Tasks to complete:
• A. In the political commentary, rewrite the passage between "Working a similar" and "our country apart.", inclusive, replacing "four months" with "four weeks".
• B. In the political commentary, why does Klobuchar's use of the "socialist" label against Sanders smack of desperation? Answer in one to three sentences.

Text block:
<<<<

Comparing four months of 2020 to four years of Donald Trump is fraudulent. Comparing a presidential election campaign to a president’s incumbency is fraudulent. And the inherent threat here — to refuse to support Sanders as the nominee — is a form of dishonesty called political blackmail.

Working a similar theme, Klobuchar warned that:

If we spend the next four months tearing our party apart, we’re going to watch Donald Trump spend the next four years tearing our country apart.

This is more rhetorical fearmongering, but at least she focuses on the next four months, the campaign leading up to the nominating convention. She went on to attack Sanders with conventional complaints about his healthcare plan being too expensive and his being a “socialist,” which really has no explicit meaning

Klobuchar’s using the “socialist” epithet smacks of desperation when used on Sanders, who has embraced democratic socialism for his entire career without suffering significant damage. Maybe Klobuchar thinks this red-baiting-lite will work, smearing the person rather than engaging his ideas. This is a traditional knee-jerk reaction among centrist Democrats when faced with people whose ideas are outside their own narrow comfort zone. Its analogue at the other end of the political spectrum shows up when Obama talks about people clinging to their Bibles and their guns, or Hillary calls them deplorables. This an elitist dismissiveness of other people that Sanders does not share.

Fearmongering about “socialism” may work with some people; others may actually hear what Sanders is proposing. Trump promised much of the same kind of relief to middle America and they voted for it, just as they voted for Obama for the same sorts of promises. There’s always a chance demagoguery will work. There’s also a chance clarity and consistency will work. That’s why Democrats need to run hard, not run scared. After all, most of what Sanders is promising are things a majority of Americans want.

>>>>

Stored data:
<<<<

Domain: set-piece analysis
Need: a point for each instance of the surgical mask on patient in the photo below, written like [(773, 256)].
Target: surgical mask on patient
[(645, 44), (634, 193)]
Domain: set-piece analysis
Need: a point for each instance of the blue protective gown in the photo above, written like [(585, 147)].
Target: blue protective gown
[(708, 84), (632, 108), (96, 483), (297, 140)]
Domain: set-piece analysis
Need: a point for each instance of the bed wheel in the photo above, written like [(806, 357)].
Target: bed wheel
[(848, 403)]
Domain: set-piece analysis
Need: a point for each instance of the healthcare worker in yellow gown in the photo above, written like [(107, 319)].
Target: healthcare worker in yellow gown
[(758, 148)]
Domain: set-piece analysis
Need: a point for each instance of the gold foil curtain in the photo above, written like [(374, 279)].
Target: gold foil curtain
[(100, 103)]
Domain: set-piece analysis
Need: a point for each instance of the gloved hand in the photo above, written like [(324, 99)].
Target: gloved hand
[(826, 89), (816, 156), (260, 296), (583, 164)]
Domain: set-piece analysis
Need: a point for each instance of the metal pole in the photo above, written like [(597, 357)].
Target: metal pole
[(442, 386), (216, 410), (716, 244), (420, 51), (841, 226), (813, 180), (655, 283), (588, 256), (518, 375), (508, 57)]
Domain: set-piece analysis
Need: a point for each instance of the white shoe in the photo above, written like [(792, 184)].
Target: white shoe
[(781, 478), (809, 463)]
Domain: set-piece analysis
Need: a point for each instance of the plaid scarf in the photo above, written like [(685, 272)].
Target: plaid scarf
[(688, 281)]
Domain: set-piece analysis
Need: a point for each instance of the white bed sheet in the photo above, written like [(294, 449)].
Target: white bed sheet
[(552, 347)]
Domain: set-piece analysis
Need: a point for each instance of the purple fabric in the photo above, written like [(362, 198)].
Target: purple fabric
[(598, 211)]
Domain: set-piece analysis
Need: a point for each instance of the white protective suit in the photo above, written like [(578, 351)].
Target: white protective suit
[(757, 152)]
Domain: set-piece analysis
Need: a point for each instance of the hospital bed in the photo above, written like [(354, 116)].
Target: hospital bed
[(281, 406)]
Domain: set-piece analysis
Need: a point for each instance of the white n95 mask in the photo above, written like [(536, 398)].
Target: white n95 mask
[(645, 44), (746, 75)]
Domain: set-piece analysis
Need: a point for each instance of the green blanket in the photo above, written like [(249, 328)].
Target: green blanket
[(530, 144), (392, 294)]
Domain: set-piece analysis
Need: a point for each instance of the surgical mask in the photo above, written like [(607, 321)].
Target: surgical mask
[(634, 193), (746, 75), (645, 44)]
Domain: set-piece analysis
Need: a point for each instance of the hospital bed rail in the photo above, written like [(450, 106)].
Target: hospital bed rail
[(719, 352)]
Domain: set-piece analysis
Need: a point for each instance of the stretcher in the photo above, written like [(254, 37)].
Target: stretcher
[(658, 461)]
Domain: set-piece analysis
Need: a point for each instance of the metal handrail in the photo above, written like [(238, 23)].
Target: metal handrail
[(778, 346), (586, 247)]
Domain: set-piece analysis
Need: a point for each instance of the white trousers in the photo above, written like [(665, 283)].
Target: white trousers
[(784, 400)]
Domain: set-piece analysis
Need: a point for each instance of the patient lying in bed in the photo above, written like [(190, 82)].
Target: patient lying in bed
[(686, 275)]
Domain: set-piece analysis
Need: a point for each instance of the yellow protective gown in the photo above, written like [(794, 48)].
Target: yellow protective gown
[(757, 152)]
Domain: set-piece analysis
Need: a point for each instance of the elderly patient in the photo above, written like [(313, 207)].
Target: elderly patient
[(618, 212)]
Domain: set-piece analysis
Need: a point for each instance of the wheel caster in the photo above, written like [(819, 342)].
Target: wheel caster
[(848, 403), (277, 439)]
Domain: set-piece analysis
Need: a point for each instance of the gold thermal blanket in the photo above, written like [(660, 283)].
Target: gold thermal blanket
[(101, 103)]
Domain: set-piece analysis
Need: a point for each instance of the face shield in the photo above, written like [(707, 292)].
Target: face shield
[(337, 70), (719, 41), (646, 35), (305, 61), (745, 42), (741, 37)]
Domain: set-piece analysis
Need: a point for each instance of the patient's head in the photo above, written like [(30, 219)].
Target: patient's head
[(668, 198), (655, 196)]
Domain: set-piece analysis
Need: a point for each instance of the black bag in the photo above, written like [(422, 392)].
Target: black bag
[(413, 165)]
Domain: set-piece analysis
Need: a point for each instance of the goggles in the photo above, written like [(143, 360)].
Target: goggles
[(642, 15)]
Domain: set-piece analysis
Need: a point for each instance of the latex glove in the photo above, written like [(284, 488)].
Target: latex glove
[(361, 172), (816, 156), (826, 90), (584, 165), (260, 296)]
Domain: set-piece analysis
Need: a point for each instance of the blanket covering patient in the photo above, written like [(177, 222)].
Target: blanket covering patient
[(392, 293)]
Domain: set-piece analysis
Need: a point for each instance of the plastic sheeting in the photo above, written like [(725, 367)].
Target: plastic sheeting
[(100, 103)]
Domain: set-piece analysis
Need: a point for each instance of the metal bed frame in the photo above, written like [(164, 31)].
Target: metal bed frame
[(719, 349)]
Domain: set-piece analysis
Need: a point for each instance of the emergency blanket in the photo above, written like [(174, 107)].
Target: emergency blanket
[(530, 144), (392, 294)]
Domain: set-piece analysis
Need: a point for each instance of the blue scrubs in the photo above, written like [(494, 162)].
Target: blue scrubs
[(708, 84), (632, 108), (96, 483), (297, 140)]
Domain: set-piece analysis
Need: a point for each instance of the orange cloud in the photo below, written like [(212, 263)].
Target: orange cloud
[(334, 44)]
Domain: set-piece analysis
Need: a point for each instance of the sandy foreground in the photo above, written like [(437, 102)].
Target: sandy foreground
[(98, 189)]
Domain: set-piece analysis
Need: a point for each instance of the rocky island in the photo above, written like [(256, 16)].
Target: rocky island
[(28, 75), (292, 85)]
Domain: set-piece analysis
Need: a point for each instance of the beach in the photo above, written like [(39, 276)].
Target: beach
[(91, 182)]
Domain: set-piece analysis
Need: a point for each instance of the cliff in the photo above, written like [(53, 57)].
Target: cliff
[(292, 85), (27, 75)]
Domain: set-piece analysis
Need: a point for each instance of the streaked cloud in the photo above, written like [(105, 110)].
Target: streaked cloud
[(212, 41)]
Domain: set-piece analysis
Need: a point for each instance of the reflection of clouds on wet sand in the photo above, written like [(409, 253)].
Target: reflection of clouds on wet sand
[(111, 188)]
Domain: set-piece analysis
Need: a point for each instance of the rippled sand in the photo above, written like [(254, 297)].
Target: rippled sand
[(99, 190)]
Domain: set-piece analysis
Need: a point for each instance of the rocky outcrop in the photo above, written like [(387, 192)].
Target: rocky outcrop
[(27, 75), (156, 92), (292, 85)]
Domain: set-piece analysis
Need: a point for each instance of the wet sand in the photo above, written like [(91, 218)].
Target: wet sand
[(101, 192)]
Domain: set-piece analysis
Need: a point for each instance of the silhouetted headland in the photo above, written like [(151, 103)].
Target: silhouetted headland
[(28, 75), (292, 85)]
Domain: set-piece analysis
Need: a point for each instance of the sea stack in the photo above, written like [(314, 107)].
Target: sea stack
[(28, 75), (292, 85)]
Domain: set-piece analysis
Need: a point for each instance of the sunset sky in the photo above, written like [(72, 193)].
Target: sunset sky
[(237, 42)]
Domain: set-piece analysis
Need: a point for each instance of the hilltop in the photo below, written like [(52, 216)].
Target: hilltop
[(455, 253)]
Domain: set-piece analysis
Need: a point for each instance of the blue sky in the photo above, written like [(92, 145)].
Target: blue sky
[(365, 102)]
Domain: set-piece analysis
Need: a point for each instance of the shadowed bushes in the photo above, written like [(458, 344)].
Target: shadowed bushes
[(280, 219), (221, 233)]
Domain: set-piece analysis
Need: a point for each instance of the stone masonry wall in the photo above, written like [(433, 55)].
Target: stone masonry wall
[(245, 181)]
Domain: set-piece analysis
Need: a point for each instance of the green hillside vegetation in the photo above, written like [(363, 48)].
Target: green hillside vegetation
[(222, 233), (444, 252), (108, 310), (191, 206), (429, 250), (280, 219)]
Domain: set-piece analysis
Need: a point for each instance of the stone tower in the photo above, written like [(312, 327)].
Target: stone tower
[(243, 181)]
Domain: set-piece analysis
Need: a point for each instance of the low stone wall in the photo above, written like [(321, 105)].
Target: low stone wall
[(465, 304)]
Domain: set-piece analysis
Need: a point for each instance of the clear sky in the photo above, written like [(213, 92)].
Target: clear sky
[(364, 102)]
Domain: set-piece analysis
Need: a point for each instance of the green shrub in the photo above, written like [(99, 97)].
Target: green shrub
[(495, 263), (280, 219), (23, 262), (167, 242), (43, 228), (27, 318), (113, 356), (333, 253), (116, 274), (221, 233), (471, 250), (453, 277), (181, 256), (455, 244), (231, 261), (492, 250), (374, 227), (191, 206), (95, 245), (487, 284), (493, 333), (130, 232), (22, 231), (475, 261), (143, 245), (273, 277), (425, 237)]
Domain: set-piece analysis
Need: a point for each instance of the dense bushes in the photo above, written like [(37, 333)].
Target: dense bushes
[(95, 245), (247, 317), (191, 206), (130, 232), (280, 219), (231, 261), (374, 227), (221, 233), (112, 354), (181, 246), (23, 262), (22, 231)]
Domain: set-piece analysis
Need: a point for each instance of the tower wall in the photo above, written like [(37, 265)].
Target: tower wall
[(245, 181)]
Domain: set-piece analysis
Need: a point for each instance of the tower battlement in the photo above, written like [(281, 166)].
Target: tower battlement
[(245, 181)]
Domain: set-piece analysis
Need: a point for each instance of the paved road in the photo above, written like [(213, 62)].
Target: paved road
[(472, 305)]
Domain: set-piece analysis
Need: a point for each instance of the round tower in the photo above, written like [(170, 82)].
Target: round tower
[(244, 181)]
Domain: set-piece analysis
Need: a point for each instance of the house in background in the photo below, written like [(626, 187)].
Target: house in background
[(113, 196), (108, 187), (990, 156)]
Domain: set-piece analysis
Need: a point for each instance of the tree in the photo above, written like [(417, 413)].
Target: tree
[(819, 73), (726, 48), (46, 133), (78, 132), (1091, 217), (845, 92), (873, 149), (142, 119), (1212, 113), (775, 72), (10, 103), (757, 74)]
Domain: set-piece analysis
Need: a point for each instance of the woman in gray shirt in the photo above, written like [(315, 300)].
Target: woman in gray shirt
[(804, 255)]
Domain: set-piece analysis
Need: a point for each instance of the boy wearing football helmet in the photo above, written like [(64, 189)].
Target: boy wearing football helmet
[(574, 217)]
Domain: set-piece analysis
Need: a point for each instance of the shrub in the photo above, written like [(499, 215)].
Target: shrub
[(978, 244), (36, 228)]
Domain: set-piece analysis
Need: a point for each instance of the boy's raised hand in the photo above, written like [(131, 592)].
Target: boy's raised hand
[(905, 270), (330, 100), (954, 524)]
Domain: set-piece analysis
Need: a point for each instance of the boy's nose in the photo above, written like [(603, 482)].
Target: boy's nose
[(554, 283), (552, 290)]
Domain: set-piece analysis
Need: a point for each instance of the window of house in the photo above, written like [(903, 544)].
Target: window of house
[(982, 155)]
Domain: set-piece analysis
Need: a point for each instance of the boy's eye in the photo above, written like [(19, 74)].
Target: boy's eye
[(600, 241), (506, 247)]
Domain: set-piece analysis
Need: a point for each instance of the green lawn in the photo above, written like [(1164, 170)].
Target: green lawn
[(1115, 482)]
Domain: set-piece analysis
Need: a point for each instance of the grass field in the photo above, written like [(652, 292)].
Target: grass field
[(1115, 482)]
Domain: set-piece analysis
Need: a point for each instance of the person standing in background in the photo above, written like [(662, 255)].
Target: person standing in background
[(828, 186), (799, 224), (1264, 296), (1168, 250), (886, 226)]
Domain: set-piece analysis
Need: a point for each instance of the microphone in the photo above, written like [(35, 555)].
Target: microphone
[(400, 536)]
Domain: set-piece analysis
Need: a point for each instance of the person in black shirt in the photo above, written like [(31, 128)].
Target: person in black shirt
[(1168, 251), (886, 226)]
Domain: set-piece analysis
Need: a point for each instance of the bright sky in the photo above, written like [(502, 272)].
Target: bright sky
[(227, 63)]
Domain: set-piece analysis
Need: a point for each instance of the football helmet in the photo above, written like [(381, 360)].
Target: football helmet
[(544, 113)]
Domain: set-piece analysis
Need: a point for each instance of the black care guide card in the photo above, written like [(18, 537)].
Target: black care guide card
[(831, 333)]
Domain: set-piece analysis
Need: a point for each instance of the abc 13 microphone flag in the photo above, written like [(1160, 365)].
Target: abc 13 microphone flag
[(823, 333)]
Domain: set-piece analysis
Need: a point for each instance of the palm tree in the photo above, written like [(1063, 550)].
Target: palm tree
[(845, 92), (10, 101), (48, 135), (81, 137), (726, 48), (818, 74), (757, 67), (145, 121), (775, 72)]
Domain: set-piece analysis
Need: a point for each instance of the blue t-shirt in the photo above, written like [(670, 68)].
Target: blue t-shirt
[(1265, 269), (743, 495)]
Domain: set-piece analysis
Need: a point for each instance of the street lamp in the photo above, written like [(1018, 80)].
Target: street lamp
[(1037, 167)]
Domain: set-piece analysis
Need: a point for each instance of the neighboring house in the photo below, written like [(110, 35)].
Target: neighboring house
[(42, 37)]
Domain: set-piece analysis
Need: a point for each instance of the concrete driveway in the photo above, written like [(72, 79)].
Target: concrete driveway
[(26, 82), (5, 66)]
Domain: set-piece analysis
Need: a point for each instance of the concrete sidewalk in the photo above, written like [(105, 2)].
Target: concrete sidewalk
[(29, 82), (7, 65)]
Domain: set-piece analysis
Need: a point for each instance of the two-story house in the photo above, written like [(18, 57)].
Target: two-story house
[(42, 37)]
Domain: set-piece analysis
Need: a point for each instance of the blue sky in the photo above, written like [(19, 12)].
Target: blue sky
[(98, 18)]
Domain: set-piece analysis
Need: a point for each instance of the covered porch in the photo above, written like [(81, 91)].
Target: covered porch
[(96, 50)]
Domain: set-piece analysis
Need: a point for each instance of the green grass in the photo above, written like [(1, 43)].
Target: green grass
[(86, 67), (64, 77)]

>>>>

Activity answers:
• A.
Working a similar theme, Klobuchar warned that:

If we spend the next four weeks tearing our party apart, we’re going to watch Donald Trump spend the next four years tearing our country apart.

• B. Sanders has embraced democratic socialism for his entire career without suffering significant damage. So the label is unlikely to hurt him.